# START OF Input rows

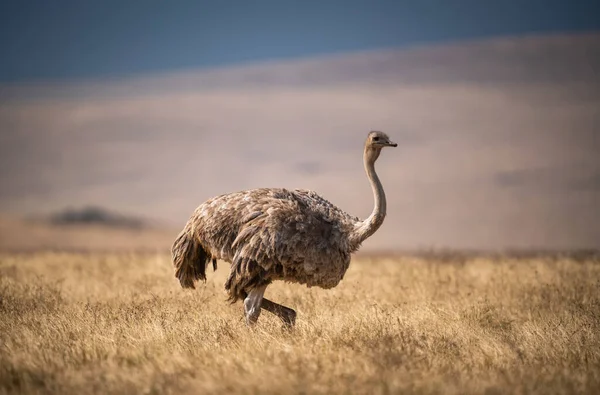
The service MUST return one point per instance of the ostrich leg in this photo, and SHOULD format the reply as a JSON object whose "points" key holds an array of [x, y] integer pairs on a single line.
{"points": [[252, 304], [287, 315]]}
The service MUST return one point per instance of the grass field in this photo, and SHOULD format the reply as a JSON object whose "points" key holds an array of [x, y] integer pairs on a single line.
{"points": [[119, 323]]}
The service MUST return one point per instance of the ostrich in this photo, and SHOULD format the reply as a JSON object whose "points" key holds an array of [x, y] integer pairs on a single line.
{"points": [[272, 234]]}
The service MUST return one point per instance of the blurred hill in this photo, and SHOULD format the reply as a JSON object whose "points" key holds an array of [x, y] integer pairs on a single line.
{"points": [[93, 215], [497, 140], [86, 230]]}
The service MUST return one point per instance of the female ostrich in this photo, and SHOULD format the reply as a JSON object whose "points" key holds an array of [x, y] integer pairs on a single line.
{"points": [[272, 234]]}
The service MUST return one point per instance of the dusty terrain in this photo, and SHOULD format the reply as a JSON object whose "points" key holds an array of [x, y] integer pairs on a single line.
{"points": [[73, 323]]}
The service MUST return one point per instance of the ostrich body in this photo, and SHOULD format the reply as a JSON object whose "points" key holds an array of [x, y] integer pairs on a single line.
{"points": [[270, 234]]}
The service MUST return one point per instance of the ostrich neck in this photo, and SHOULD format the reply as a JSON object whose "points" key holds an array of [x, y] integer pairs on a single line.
{"points": [[365, 229]]}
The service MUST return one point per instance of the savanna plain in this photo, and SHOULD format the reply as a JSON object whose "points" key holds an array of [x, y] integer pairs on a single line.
{"points": [[119, 323]]}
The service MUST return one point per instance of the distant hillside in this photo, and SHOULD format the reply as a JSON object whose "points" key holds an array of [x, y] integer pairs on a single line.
{"points": [[93, 215]]}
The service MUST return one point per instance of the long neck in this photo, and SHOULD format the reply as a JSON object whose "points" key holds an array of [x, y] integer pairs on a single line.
{"points": [[365, 229]]}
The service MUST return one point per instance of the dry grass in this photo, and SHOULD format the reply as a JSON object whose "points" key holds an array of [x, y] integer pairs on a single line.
{"points": [[120, 323]]}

# END OF Input rows

▶ Short task: Recast the lines above as a JSON list of strings, one string per line, skipping blank lines. Leave the pictures out.

▶ Worked answer:
[
  "The service MUST return one point per instance of the ostrich leg in this photo, and SHOULD format the reply as a JSON object whose \"points\" key holds an array of [x, y] integer pairs on a single line.",
  "{\"points\": [[252, 304], [287, 315]]}",
  "The service MUST return one point per instance of the grass field in this photo, and SHOULD format the reply as a JSON object whose \"points\" key holds an array of [x, y] integer pairs on a single line.",
  "{\"points\": [[119, 323]]}",
  "The service MUST return one point per instance of the ostrich in this photo, and SHOULD format the reply as a JSON object whose \"points\" key holds an array of [x, y] integer pairs on a single line.",
  "{\"points\": [[272, 234]]}",
  "The service MUST return one point per instance of the blurred hill in this photo, and SHOULD format the reply as a JSON object whose \"points\" key holds an array of [x, y] integer pairs on a single line.",
  "{\"points\": [[93, 215], [497, 140], [86, 230]]}",
  "The service MUST return one point per instance of the female ostrich in this photo, and SHOULD format the reply as a JSON object whose \"points\" key holds an array of [x, y] integer pairs on a single line.",
  "{\"points\": [[272, 234]]}",
  "The service MUST return one point per instance of the dusty terrain in this photo, and SHOULD format the reply as a JSON object whose \"points\" key holds an array of [x, y] integer pairs on a single line.",
  "{\"points\": [[73, 323]]}",
  "The service MUST return one point per instance of the ostrich body in this photo, and SHOULD format the reply as a JSON object whose \"points\" key holds an array of [x, y] integer pairs on a single line.",
  "{\"points\": [[270, 234]]}",
  "The service MUST return one point per instance of the ostrich neck in this photo, and SHOULD format the reply as a JSON object whose \"points\" key holds an array of [x, y] integer pairs on a single line.",
  "{\"points\": [[365, 229]]}",
  "The service MUST return one point per instance of the savanna plain in this photo, and SHOULD format the reply as a JSON object whose \"points\" key holds an array of [x, y] integer pairs on a single line.",
  "{\"points\": [[119, 323]]}",
  "The service MUST return one point per instance of the distant hillside in this photo, and SHOULD format the reply as a JSON object whose \"points\" key holds an array of [x, y] integer pairs on a single line.",
  "{\"points\": [[93, 215]]}",
  "The service MUST return one point per instance of the long neck in this photo, and SHOULD format the reply as a JSON object whose \"points\" key holds an array of [x, y] integer pairs on a single line.",
  "{\"points\": [[365, 229]]}",
  "The service MUST return one point per instance of the dry grass in this photo, and SHOULD format the reply as a JSON object whose \"points\" key holds an array of [x, y] integer pairs on a single line.",
  "{\"points\": [[120, 323]]}"
]